:: DATA EXCERPTS ::
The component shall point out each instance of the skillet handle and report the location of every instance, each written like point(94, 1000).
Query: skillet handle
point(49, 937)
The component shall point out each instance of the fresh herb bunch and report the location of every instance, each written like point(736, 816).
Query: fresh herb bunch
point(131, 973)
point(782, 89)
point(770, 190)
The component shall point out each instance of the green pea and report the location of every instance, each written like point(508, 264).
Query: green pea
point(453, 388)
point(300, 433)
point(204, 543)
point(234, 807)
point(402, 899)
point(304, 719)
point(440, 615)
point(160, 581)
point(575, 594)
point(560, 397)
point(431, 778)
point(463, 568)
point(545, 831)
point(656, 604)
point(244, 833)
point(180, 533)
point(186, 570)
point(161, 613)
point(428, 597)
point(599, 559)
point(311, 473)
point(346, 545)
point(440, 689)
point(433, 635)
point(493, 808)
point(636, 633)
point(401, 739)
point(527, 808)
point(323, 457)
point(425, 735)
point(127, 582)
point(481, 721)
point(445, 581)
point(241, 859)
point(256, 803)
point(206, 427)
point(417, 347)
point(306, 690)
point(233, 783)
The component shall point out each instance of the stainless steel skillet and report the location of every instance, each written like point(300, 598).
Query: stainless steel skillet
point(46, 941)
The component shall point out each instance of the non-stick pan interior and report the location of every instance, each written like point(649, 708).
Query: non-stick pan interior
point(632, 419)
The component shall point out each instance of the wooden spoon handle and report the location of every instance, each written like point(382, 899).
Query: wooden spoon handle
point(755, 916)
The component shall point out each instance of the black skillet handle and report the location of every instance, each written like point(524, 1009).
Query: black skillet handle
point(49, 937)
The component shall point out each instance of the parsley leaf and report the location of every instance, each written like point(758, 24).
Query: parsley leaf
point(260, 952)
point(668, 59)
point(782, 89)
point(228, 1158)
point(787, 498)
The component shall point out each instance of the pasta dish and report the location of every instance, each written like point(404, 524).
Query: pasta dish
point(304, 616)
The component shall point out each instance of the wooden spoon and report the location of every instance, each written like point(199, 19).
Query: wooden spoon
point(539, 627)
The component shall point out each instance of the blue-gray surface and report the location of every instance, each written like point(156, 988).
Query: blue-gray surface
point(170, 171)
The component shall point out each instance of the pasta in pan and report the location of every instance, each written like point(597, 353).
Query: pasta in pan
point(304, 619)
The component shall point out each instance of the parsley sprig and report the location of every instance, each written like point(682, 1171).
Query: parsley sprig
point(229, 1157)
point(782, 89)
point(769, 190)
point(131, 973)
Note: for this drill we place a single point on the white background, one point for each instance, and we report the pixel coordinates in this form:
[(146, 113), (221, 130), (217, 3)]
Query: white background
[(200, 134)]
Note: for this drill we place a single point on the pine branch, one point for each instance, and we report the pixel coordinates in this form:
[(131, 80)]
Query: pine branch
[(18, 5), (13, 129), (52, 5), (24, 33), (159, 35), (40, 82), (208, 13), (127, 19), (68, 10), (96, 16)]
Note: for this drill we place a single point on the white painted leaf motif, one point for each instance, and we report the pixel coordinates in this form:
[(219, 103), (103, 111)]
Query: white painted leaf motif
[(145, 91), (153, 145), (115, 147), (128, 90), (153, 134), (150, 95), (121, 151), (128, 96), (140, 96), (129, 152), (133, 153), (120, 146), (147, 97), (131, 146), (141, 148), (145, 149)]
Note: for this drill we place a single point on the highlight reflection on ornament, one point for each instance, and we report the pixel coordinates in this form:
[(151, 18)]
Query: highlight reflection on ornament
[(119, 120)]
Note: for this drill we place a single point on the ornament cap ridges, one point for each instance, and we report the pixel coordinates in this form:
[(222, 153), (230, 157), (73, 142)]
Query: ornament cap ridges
:::
WHAT YOU ARE ASKED TO DO:
Across the whole listing, every line must be copied exactly.

SOLVED PROBLEM:
The component shall point out each instance of the skillet handle and report the location of every instance, each written like point(94, 1000).
Query: skillet handle
point(49, 937)
The component shall point out each instance of the fresh herb bunch and report the location of every instance, each written like point(736, 816).
Query: fresh herb bunch
point(131, 973)
point(782, 89)
point(770, 190)
The component shall point out each instance of the green pea and report the location of every instance, each written like point(508, 264).
Query: green pea
point(453, 388)
point(300, 433)
point(204, 543)
point(234, 807)
point(402, 899)
point(304, 719)
point(440, 615)
point(160, 581)
point(575, 594)
point(560, 397)
point(431, 778)
point(463, 568)
point(545, 831)
point(656, 604)
point(244, 833)
point(180, 533)
point(186, 570)
point(161, 613)
point(428, 597)
point(599, 559)
point(311, 473)
point(346, 545)
point(440, 689)
point(433, 635)
point(493, 808)
point(636, 633)
point(401, 739)
point(527, 808)
point(323, 457)
point(425, 735)
point(127, 582)
point(481, 721)
point(445, 581)
point(241, 859)
point(256, 803)
point(206, 427)
point(417, 347)
point(306, 690)
point(233, 783)
The component shall point out each instance of the stainless steel skillet and report the location of every instance, each written like point(300, 598).
Query: stainless steel skillet
point(46, 941)
The component shall point out each instance of the non-stick pan interior and report the location of every instance, each written like point(649, 708).
Query: non-stick pan interior
point(632, 419)
The component shall point out each instance of the wooden spoon handle and report the location of every instance, each written like point(382, 899).
Query: wooden spoon handle
point(755, 916)
The component shall point out each instance of the black skillet handle and report the location of every instance, each written like point(524, 1009).
Query: black skillet handle
point(49, 937)
The component shall point out each instance of the parsley leaf and report the location of every instance, each written like point(758, 24).
Query: parsley leaf
point(260, 952)
point(668, 59)
point(782, 89)
point(228, 1158)
point(787, 498)
The component shall point out each instance of the pasta dish and report the location of every instance, each written like point(404, 524).
Query: pasta dish
point(304, 616)
The component shall point out each instance of the wooden spoon and report the location of every instance, each written like point(199, 19).
Query: wooden spoon
point(539, 627)
The component shall point out each instance of the blue-gray surface and report the location of every instance, each written like point(156, 988).
Query: blue-gray surface
point(170, 171)
The component shall point out each instance of the pasta in pan and report the location of every instance, each written like point(597, 353).
Query: pasta in pan
point(304, 619)
The component shall point out each instance of the parsley sprig and report the location of every instance, each written like point(682, 1171).
Query: parsley sprig
point(229, 1157)
point(782, 89)
point(769, 190)
point(131, 973)
Note: for this drill we place a single point on the white background, one point for each instance, and we report the pixel coordinates in this form:
[(146, 113), (221, 130), (217, 3)]
Query: white background
[(200, 134)]
Note: for this drill we place a single point on the pine branch, one point for each instance, and we report the pixel coordinates in this form:
[(131, 80)]
Query: pine branch
[(18, 5), (13, 129), (52, 5), (24, 33), (159, 35), (40, 82), (208, 13), (127, 19), (68, 10), (96, 16)]
Note: for this drill we place a single point on the white painted leaf motif, one point for each instance, and we report the pixel coordinates in this form:
[(219, 103), (103, 111)]
Query: white painted leaf motif
[(145, 91), (153, 145), (115, 147), (128, 90), (153, 134), (150, 95), (121, 151), (128, 96), (140, 96), (129, 152), (133, 153), (120, 146), (147, 97), (131, 146), (141, 148), (145, 149)]
Note: for this drill we place a single point on the highlight reflection on ornament, one point for each instance, and we report the pixel coordinates in this form:
[(151, 18)]
Query: highlight reflection on ornament
[(119, 120)]
Note: for this drill we place a single point on the ornament cap ridges, one point for each instance, and we report the pixel coordinates in this form:
[(222, 153), (230, 157), (73, 142)]
Query: ornament cap ridges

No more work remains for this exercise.